### Set task:
Reproduce each of the following items word for word, leaving every character unchanged.

— BEGIN —

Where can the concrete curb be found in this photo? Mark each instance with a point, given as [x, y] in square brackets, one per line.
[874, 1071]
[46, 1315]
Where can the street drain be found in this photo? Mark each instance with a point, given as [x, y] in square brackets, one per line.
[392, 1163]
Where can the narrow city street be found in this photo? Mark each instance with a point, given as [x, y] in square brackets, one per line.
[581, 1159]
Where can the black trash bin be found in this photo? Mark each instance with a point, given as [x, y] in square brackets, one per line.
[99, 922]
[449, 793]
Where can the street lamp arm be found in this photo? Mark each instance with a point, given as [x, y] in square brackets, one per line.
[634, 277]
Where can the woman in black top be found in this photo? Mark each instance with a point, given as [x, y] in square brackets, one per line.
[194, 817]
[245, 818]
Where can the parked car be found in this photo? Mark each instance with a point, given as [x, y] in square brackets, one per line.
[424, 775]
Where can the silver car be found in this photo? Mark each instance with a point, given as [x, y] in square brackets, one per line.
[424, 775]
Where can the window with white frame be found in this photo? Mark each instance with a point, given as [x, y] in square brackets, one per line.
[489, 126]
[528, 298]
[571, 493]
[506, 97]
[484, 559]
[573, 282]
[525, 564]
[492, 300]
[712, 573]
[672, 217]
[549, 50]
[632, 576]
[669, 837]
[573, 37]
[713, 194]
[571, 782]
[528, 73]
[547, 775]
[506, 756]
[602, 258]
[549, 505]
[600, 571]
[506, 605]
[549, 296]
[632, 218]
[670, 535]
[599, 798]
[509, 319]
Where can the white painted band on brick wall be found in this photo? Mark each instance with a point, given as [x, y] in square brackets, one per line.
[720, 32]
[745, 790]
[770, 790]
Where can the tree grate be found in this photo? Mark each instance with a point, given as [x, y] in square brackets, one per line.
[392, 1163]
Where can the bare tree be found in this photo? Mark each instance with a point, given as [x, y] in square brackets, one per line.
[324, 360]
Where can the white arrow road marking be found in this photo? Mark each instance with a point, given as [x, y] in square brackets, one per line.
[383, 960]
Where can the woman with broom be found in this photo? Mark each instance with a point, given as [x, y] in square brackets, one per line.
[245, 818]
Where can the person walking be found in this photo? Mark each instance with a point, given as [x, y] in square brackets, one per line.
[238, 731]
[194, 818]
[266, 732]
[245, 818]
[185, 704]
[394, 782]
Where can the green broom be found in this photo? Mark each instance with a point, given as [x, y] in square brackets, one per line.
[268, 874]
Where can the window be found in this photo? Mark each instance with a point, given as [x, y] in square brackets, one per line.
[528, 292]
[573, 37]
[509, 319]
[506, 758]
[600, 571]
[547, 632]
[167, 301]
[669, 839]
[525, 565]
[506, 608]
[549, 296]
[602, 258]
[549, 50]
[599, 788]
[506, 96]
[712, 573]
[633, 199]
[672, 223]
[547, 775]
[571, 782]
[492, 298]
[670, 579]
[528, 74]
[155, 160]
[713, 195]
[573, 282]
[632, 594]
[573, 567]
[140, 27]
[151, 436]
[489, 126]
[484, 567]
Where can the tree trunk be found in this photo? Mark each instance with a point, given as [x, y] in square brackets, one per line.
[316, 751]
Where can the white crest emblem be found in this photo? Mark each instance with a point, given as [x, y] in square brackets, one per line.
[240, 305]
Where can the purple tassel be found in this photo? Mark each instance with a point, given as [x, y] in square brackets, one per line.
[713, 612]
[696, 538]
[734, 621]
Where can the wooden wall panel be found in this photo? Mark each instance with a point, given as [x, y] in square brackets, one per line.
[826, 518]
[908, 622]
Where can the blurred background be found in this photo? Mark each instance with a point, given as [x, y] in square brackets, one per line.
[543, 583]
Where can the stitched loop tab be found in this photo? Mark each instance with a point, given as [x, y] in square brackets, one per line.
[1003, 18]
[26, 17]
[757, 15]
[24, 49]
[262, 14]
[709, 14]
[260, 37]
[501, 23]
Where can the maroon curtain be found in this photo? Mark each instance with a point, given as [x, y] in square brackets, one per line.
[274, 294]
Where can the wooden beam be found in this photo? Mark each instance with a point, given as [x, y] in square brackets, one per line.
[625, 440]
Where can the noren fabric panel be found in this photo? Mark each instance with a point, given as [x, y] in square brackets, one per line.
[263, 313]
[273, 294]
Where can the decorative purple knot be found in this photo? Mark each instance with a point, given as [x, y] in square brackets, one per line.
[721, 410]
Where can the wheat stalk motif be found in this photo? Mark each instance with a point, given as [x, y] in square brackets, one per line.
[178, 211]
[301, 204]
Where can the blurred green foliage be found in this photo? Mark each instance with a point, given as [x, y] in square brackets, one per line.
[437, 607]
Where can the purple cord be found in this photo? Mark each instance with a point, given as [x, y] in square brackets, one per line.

— END —

### Output for this task:
Where can the concrete curb be found in this photo? Mark each instance with a point, given as [x, y] in square brackets, one per line.
[874, 1071]
[46, 1315]
Where can the street drain be found in this photo? Mark each instance with a point, given as [x, y] in square brackets, one per line.
[392, 1163]
Where can the narrow city street be found in this photo? Mark each instance with a point, given as [x, y] in square brackets, one per line.
[581, 1159]
Where can the black trash bin be found in this photo? Mark each instance with a point, given as [x, y] in square brackets, one per line.
[99, 922]
[449, 793]
Where can the street lamp arm be found in this photo? Mark each instance with a point, given as [x, y] in square brackets, one per line.
[634, 277]
Where can the woman in black top be found in this photo? Mark each instance with a point, given as [x, y] in square brackets, one per line.
[194, 817]
[245, 818]
Where can the parked car be found in this photo? Mark each instance with a point, given as [x, y] in square brackets, one per line.
[424, 775]
Where can the silver car be found in this photo? Mark each instance with a point, given as [x, y] in square brackets, one per line.
[424, 775]
Where can the window with white frame be found in this photo? Mark each instance with a point, given as [x, y] in square brackets, one per line.
[489, 126]
[528, 298]
[571, 493]
[506, 97]
[484, 559]
[573, 282]
[525, 564]
[492, 300]
[712, 573]
[672, 217]
[549, 50]
[632, 576]
[669, 837]
[573, 37]
[713, 194]
[571, 782]
[528, 73]
[547, 775]
[506, 756]
[602, 258]
[549, 505]
[600, 571]
[506, 605]
[549, 296]
[632, 218]
[670, 535]
[599, 798]
[509, 319]
Where can the white painted band on brick wall be found in this photo? Mark each instance with a point, given as [x, y] in square brackets, one per line.
[720, 32]
[745, 790]
[770, 790]
Where can the tree grate be found in this photo? Mark each instance with a point, given as [x, y] in square brackets, one per line.
[392, 1163]
Where can the bare tree be found in this photo? Mark each instance with a point, given as [x, y] in square brackets, one per line.
[324, 360]
Where can the white arrow road marking be found in this photo? Mark each instance with a point, given as [x, y] in square brackets, one per line.
[383, 960]
Where can the woman with broom be found in this photo? Mark each instance with a point, given as [x, y] in square brackets, one per line.
[245, 818]
Where can the person walking be found in this photo? Mark each instance with a point, given as [x, y] in square brackets, one per line.
[238, 731]
[194, 818]
[266, 732]
[245, 818]
[185, 704]
[394, 782]
Where can the green broom be found in this photo? Mark each instance with a point, given as [x, y] in square brackets, one per line.
[268, 874]
Where can the window be found in this photo? Mark each instance with a point, given as [x, y] in square brackets, one per line.
[528, 292]
[573, 37]
[509, 319]
[506, 758]
[600, 571]
[547, 632]
[167, 301]
[669, 839]
[525, 565]
[506, 608]
[549, 296]
[602, 258]
[549, 50]
[599, 788]
[506, 96]
[712, 573]
[633, 199]
[672, 223]
[547, 775]
[571, 782]
[492, 298]
[670, 579]
[528, 74]
[155, 160]
[713, 195]
[573, 282]
[632, 594]
[573, 567]
[140, 27]
[151, 436]
[489, 126]
[484, 567]
Where can the tree trunk be found in this photo? Mark each instance with a point, given as [x, y] in square brackets, one per line.
[316, 751]
Where can the white crest emblem be found in this photo? Mark each instance with a point, given as [x, y] in square brackets, one per line.
[240, 305]
Where can the purple tassel be found in this photo? Mark each instance with a point, given as [x, y] in square brackets, one per line.
[713, 612]
[696, 538]
[734, 621]
Where can the wooden wall panel be found in this photo? Mark each instance with a point, given as [x, y] in square brackets, one per line.
[826, 518]
[908, 622]
Where can the blurred background be found in this photo? Mark each instance with a point, given as [x, y] in square brackets, one per line.
[543, 583]
Where can the stitched loop tab be found in this photo? Mark each instance with a point, given as [x, y] in square brackets, one per line.
[1003, 18]
[26, 17]
[757, 15]
[24, 49]
[262, 14]
[709, 14]
[260, 37]
[501, 23]
Where can the maroon curtain be found in this photo? Mark each instance with a point, given as [x, y] in square brackets, one per line.
[274, 294]
Where can the wooden beam be found in this photo? Mark each instance with a point, given as [x, y] in square brackets, one per line.
[625, 440]
Where can the noren fabric panel be found in this photo? Mark each instance with a point, given as [x, y] in square brackets, one per line.
[263, 313]
[273, 294]
Where can the decorative purple knot be found in this photo? Mark each instance with a point, given as [x, y] in square brackets, one per line.
[721, 410]
Where can the wheat stalk motif be found in this photo? Mark each instance with a point, given as [x, y] in square brackets, one per line.
[178, 211]
[301, 204]
Where can the blurred green foliage be found in this photo? Mark each instance with a point, given as [x, y] in square brackets, one per line.
[437, 607]
Where can the purple cord be found in this photo? Mark each instance with a point, given as [x, y] in square brackets, one per line.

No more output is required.